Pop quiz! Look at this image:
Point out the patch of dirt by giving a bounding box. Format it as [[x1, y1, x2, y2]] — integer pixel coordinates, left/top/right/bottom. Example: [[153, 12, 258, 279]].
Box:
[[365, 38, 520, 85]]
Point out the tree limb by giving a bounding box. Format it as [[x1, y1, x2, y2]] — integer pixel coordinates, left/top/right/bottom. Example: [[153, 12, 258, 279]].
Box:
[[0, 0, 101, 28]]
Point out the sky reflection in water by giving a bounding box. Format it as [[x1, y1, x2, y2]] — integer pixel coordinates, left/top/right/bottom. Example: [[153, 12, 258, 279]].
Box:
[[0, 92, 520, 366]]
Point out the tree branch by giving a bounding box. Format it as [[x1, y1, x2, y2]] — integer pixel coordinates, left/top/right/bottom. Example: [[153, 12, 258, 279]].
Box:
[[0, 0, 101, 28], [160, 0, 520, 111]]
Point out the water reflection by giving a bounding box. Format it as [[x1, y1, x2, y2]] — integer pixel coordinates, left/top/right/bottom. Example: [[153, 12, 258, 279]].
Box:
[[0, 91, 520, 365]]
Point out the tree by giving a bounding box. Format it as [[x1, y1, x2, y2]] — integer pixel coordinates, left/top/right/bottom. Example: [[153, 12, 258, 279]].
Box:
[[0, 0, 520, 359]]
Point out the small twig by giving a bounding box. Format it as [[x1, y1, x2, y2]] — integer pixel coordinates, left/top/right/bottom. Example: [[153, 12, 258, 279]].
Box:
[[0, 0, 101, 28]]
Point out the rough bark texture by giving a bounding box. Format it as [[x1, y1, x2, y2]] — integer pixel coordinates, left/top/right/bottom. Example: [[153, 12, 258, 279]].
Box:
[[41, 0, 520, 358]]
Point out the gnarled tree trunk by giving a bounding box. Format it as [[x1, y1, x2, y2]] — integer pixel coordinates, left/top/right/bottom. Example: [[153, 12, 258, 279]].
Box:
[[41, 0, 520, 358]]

++++++++

**Direction:** List every line from the records above that contains the string "bottom", matching case exactly.

**Written solution:**
Point out the patch of dirt by giving a bounding box. Format it as [[x1, y1, x2, y2]] — integer pixel coordinates, left/top/right/bottom. Example: [[153, 12, 258, 279]].
Point out the tree limb by giving a bounding box. Format it as [[x1, y1, x2, y2]] — integer pixel coordinates, left/top/right/bottom. Example: [[153, 12, 258, 279]].
Point out the sky reflection in water by giving a bounding box. Format it as [[x1, y1, x2, y2]] — integer pixel coordinates, left/top/right/bottom. Example: [[153, 12, 258, 279]].
Point out the tree branch by giving a bounding box. Format it as [[x1, y1, x2, y2]] — integer pixel coordinates, left/top/right/bottom. Example: [[153, 12, 258, 279]].
Point out the water reflection by giving a bounding box. Format it as [[x1, y1, x2, y2]] — integer pixel coordinates, left/top/right/bottom. Example: [[153, 12, 258, 279]].
Point out the tree by giving a bounding box. Format it as [[x1, y1, x2, y2]] — integer pixel coordinates, left/top/right/bottom. Example: [[153, 12, 258, 279]].
Point out the small twig by giving a bounding box. Format it as [[x1, y1, x2, y2]] — integer pixel coordinates, left/top/right/bottom. Example: [[153, 12, 258, 279]].
Point out the rough bark texture by giving a bounding box. Format it as [[x1, y1, x2, y2]] — integer pixel coordinates, left/top/right/bottom. Example: [[153, 12, 258, 279]].
Point out the gnarled tree trunk by giving a bounding box. Format it as [[x1, y1, x2, y2]] — integer pixel coordinates, left/top/right/bottom. Example: [[153, 12, 258, 279]].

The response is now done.